Prompt: Return every line of text in the records below word for word, leaving out the pictures.

Dataset excerpts:
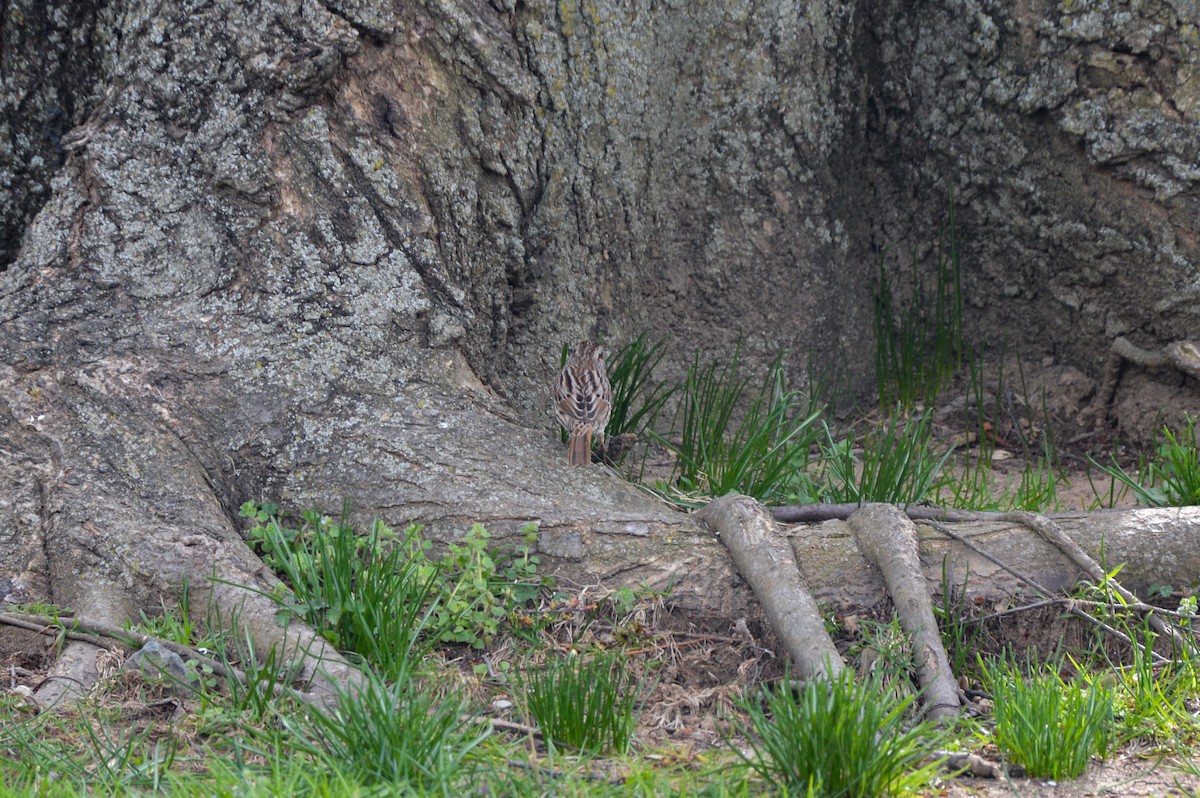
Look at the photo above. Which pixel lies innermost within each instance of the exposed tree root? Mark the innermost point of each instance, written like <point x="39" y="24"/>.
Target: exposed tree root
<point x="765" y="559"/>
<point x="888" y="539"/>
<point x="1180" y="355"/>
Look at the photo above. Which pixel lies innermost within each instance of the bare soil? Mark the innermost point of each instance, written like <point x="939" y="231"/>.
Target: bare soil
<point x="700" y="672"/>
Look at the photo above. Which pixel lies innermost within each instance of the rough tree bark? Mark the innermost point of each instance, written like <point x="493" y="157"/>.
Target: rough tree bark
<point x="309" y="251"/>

Output for this exercise:
Look at the photo above. Which pixel lies innermost within each instance of the exposed tree root? Mark the innermost point of each instance, written like <point x="39" y="24"/>.
Target: exposed tree root
<point x="765" y="559"/>
<point x="888" y="539"/>
<point x="1180" y="355"/>
Look at the photo above. Which pixel lies innermost within each instance of the bare soil? Mark the innermost point of each instance, written like <point x="939" y="231"/>.
Target: bare soil
<point x="700" y="672"/>
Look at the photo above. Which pixel lies innermost within each instance of the rough tree bark? Mark the innermost point of each instance, written like <point x="493" y="157"/>.
Target: rough tree bark
<point x="309" y="251"/>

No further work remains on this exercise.